▶ _Data to use_:
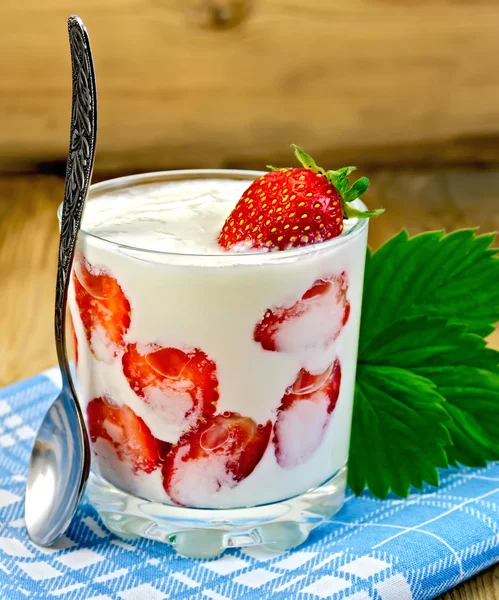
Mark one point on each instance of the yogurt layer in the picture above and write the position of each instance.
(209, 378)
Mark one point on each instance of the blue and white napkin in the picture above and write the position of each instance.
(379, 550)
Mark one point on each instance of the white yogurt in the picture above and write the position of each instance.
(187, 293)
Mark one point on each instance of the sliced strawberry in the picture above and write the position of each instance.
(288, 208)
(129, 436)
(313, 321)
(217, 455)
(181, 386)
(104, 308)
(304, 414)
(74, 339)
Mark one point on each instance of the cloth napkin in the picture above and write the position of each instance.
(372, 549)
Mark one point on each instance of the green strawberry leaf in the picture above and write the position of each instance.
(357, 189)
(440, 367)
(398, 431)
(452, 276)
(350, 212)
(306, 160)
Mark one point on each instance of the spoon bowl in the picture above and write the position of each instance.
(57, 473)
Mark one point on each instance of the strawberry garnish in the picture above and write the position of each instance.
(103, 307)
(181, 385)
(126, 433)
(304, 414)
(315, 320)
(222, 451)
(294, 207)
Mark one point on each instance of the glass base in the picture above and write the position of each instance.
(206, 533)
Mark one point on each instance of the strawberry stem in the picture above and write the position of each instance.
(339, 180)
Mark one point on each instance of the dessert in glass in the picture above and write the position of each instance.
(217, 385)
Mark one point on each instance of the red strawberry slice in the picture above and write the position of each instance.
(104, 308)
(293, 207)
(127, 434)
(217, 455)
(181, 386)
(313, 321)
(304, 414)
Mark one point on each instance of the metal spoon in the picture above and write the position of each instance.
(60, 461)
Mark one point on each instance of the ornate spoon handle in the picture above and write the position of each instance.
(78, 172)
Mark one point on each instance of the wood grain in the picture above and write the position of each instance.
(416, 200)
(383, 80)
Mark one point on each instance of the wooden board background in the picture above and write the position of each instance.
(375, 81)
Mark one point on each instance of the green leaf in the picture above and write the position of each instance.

▶ _Work to do_: Each line from the one containing "Mark one point on each instance of the red" to the end of the listing above should be copied exactly, and nothing else.

▶ _Solution to this problem_:
Mark one point on each instance of the red strawberry slice in the picture above and write the position of each instance.
(104, 308)
(293, 207)
(127, 434)
(217, 455)
(181, 386)
(313, 321)
(304, 414)
Mark one point on each instance of the metal spoon in the picture above and write the position of each instance.
(60, 461)
Mark one point on each instance of the ornate spoon handle in the picture above and write the position of each instance.
(78, 172)
Mark one point on each instance of the wood grain in the picture above and write the position of each instance.
(416, 200)
(383, 80)
Mark one point on each instance of the wooden board background in the picture above and write the position of each instance.
(375, 81)
Mark one point on each instance of the green leaf in the picture above and write the position of each instance.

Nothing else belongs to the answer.